EXERCISE DETAILS: Render every entry exactly as it appears.

EXTRACTED ENTRIES:
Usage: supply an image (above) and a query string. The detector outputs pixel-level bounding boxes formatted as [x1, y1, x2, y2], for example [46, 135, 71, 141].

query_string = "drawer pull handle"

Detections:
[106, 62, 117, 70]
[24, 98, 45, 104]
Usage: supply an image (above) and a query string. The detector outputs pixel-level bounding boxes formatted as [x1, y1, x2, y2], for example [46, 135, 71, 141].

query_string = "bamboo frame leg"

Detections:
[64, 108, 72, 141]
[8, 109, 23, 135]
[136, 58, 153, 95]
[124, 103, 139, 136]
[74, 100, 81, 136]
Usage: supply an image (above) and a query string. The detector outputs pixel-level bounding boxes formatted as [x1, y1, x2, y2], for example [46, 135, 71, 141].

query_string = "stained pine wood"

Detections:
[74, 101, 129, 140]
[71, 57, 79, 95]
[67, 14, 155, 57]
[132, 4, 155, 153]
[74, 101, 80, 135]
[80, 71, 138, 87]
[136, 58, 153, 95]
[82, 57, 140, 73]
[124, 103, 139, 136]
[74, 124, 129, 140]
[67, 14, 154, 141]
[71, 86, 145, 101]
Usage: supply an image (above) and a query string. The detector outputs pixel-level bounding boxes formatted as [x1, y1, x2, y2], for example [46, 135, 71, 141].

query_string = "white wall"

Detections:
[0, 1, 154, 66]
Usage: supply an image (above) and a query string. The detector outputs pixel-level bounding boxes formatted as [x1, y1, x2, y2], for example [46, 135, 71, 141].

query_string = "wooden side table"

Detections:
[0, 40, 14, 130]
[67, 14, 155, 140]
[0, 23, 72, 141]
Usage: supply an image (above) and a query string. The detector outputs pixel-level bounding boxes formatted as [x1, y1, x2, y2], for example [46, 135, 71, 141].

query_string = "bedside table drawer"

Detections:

WORKED SOLUTION:
Usage: supply an image (above) and a query string. The detector outputs pixel-level bounding boxes formatted as [x1, y1, x2, y2], for example [46, 135, 71, 141].

query_string = "drawer pull handle"

Detections:
[106, 62, 117, 70]
[24, 98, 45, 104]
Usage: supply an image (above) and a query string. The detector outputs pixel-level bounding boxes formatted as [x1, y1, x2, y2], for example [46, 135, 71, 141].

query_string = "bamboo frame leg"

Detections:
[64, 108, 72, 141]
[8, 109, 23, 135]
[136, 58, 153, 95]
[124, 103, 139, 136]
[74, 100, 81, 136]
Usage: supply an image (above) and a query string. The detector outputs pixel-level bounding boxes formatted as [x1, y1, x2, y2], for example [46, 135, 71, 141].

query_string = "stained pine wood"

Detections:
[74, 101, 129, 140]
[71, 57, 79, 95]
[67, 14, 155, 57]
[132, 4, 155, 153]
[74, 101, 80, 135]
[80, 71, 138, 87]
[136, 58, 153, 95]
[82, 57, 140, 73]
[124, 103, 139, 136]
[74, 124, 129, 140]
[67, 14, 154, 141]
[71, 86, 145, 101]
Usage: supply an image (above) and a query string. The detector outputs pixel-level bounding boxes formatted as [x1, y1, x2, y2], for example [46, 135, 71, 141].

query_string = "white wall"

Detections:
[0, 1, 154, 66]
Usage: supply an image (above) and a query string. The detector outputs pixel-level bounding boxes formatted as [x1, y1, x2, y2], for example [46, 135, 71, 141].

query_string = "wooden side table"

Detections:
[0, 40, 14, 130]
[67, 14, 155, 140]
[0, 23, 72, 141]
Usage: supply an image (above) and a query string. The detector outputs pixel-level bounding boxes formatted as [x1, y1, x2, y2], for example [46, 135, 71, 141].

query_string = "bedside table drawer"

Detections:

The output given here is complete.